__STORED DATA__:
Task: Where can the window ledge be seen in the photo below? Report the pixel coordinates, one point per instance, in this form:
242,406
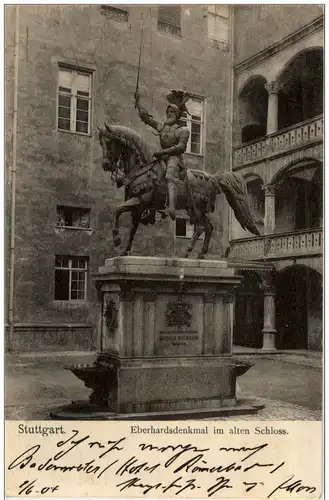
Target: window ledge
198,155
74,133
79,302
219,44
88,229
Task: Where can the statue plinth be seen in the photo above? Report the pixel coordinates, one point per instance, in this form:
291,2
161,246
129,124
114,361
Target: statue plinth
165,341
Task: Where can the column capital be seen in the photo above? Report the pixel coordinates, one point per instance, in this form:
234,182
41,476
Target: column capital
269,189
273,87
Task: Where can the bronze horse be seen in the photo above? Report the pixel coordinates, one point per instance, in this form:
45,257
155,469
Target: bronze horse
129,159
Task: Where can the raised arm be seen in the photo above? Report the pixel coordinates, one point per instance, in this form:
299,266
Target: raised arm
144,115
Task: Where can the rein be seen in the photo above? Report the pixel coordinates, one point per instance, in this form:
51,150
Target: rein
137,170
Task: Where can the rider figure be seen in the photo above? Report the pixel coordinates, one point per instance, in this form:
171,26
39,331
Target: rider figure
173,140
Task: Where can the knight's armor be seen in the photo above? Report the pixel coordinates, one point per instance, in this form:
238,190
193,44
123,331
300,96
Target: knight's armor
173,141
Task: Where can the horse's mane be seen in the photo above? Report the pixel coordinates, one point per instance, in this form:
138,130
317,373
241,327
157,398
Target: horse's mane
129,137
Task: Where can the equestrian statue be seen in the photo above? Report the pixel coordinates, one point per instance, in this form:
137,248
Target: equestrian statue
159,181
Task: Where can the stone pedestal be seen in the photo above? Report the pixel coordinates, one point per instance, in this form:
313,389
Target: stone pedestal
166,337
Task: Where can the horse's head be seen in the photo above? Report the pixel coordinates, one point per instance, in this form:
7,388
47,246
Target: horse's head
112,149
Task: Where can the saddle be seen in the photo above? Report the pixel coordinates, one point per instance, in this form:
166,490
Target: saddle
137,173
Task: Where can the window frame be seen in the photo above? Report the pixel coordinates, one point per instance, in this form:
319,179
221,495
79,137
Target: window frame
168,27
188,122
71,269
75,70
215,17
82,210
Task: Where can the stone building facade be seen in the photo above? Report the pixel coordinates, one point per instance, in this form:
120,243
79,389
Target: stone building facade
278,148
255,73
69,69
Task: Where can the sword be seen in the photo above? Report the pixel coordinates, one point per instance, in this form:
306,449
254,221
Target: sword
139,67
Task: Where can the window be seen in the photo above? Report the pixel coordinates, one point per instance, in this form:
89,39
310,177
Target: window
260,11
73,217
117,13
183,228
74,100
194,122
218,22
70,278
169,19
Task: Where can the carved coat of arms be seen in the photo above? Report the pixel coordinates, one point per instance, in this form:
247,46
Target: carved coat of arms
111,315
178,313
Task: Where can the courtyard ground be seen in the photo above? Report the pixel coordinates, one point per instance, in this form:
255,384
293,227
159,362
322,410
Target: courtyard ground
290,385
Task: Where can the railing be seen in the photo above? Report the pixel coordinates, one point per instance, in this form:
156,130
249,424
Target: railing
284,140
295,243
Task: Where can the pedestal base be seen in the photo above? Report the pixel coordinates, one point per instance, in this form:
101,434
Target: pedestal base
166,341
82,410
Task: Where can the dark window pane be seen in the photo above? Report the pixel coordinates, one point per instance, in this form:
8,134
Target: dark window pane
65,89
61,261
63,124
64,112
61,284
82,104
82,116
196,128
169,14
64,101
74,275
195,148
82,127
180,227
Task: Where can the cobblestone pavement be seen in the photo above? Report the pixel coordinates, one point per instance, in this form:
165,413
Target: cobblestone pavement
274,410
289,389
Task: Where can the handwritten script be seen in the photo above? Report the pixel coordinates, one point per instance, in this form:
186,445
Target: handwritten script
79,463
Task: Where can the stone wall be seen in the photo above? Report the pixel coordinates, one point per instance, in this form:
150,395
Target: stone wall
62,168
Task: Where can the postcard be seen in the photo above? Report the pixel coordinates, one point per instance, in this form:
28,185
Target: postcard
164,250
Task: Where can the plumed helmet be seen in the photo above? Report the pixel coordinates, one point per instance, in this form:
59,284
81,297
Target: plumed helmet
177,100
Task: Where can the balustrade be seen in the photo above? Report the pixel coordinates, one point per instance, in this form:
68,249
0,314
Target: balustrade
305,242
284,140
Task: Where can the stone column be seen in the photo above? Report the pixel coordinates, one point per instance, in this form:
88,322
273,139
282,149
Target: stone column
269,331
150,313
208,330
269,222
272,107
126,319
227,346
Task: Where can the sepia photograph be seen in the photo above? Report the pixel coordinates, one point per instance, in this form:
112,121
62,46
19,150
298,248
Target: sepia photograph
163,213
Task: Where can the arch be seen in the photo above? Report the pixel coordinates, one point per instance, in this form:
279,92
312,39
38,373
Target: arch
299,307
248,80
251,176
252,109
249,310
300,94
302,267
277,177
292,58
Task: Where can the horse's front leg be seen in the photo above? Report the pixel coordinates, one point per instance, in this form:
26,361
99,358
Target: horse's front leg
136,217
127,206
208,232
198,230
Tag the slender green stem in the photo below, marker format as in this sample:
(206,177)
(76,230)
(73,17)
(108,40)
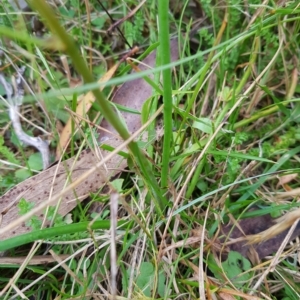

__EXERCISE DESCRIPTION__:
Your reply must contain each entry exactly as written and no pictures.

__WRITTEN SOLUTION__:
Task: Where can the window ledge be seen in the photo below? Report the pixel coordinates, one point per instance, in this form:
242,406
Target: window ledge
198,155
74,133
79,302
219,44
88,229
Task: Where can the statue plinth be seen in the photo above? Report the pixel coordinates, one point per instance, in this form:
291,2
161,246
129,124
114,361
Target: statue plinth
165,341
Task: Where can the column capital be seen in the photo above? Report the pixel coordinates, one point per instance, in this form:
234,182
41,476
Target: column capital
269,189
273,87
Task: Where can the bronze horse be seen in the photo above? Report the pixel coordinates, one point per instance, in this form:
45,257
155,469
Target: bronze horse
129,159
Task: Where can the raised arm be seen in the photo above? Report the pixel coordinates, one point per instance, in this form:
299,266
Target: raised arm
144,115
Task: Where can the rein be seen in the photo above? Report the pixel coordinates, one point per instance, in this form:
51,150
Target: rein
137,170
Task: Where can the rider figure be seen in the photo above? Report the pixel coordinates, one point per instance, in this form:
171,26
39,331
Target: rider figure
173,140
Task: Where can the knight's armor be seen in the photo above? Report the pixel coordinates, one point per instance, in this form:
238,190
193,44
123,331
300,96
Target: knight's armor
173,141
Task: Where can the horse's mane be seen in the photo above? Report the pixel coordinates, one point per instance, in this form:
138,130
317,373
241,327
157,398
Target: horse's mane
129,137
Task: Where can the equestrian statue be seen in the photo above? Report the pixel coordinates, one point per instance, in this form:
137,248
Target: equestrian statue
159,181
Task: Where can the stone pedestal be seen in the photo above? Report the pixel coordinates, one point per instance, in this form:
313,389
Target: stone pedestal
166,337
Task: Where can the horse's head be seen in the photo above? Report the pixel coordinates, one point per instance, in this form:
7,388
47,246
Target: horse's head
112,149
Task: Where can the saddle be seen in the photo above? Report the pixel coordinates, one point per instance, in this form:
166,490
Target: saddle
137,173
Task: Where can the window frame be seen in the photo above? Report the pixel coordinates, one point per instance, in this form:
319,179
221,495
79,137
Target: window frame
168,27
188,122
71,269
75,70
215,17
82,210
Task: Where can the stone building facade be seen in the photo above? Report the pixel coordinates, one point per instance, in this form:
120,243
79,389
Target: stone building facade
278,148
255,73
69,69
Task: Where can the sword be seen in the photo above? Report the pixel coordinates, one point per instance, in this form:
306,449
254,221
Target: sword
139,67
Task: Where can the window be seen in the photo above? Report the pixel coordinates, one point per instance, in this form:
89,39
310,177
Target: window
260,11
73,217
117,13
183,228
74,100
194,122
218,22
70,278
169,19
Task: Where can the carved coat of arms be seen in the photo above? Report the pixel coordinates, one point per instance, in this form:
247,46
Target: carved coat of arms
111,315
178,313
Task: Where can the courtyard ground be seen in the photo above? Report the pixel coordinates, one point per instance, in this form:
255,384
293,227
159,362
322,410
Target: courtyard ground
290,385
Task: Where can the railing be seen in the photo above? Report the pixel coordinates, one point per instance, in this form:
156,130
249,424
Target: railing
284,140
295,243
Task: Where can the pedestal base be seen in the photo above? Report the pixel coordinates, one point per instance, in this form:
101,434
Target: pedestal base
166,341
82,410
Task: Where can the dark window pane be seen in the photo above? Report the pixel coordinates, one point per instance, in this form:
8,134
Target: dark window pane
65,89
61,261
63,124
64,112
61,284
82,104
82,116
196,128
169,14
64,101
74,275
195,148
82,127
180,227
Task: Where can the cobblestone pavement be seen in the photo above? Report the pixel coordinates, one point per instance, in this form:
165,413
Target: cobblestone pavement
274,410
289,389
Task: Where can the handwritten script be seen in the photo above? Report the pixel coordinates, one point per instance, in this form:
186,445
Target: handwritten script
79,463
Task: Where can the stone wall be seen in the photo above? Report the pixel coordinates, one point per instance, in this form:
150,395
Target: stone wall
62,168
Task: Where can the postcard be seen in the photo above? Report the pixel coordinates, one point per instance, in this form:
28,185
Target: postcard
164,250
Task: Where can the plumed helmet be seen in the photo above? Report the pixel coordinates, one point per instance, in this form:
59,284
81,297
Target: plumed helmet
177,100
Task: Where can the balustrade be seen in the photo above? Report the pixel coordinates, one point per instance, in this form:
68,249
0,314
Target: balustrade
305,242
284,140
Task: Where can the stone column be seen in the photo above? Report the pixel coordinates, one point per instance, in this form:
88,322
273,139
282,149
Target: stone column
269,331
150,313
208,330
269,222
272,107
126,319
227,346
Task: Where can the sepia photograph be seen in the photo above? Report the pixel coordinates, one point per instance, in this form:
112,121
62,46
19,150
298,248
Target: sepia photograph
163,213
Task: Where can the arch be seen in the photo above? Report the pixel coordinates, one point per instance, in this form:
279,92
312,39
38,373
Target: arch
299,307
248,80
251,176
252,109
249,310
300,94
302,267
277,177
292,58
Task: Where can the horse's front leg be seen in the photo above? Report the pixel coordinates, one point per instance, in this form:
26,361
99,358
Target: horse's front leg
136,217
127,206
208,232
198,230
Tag the slender green stem in the photo below, marker format as in this sample:
(206,177)
(76,230)
(73,17)
(108,40)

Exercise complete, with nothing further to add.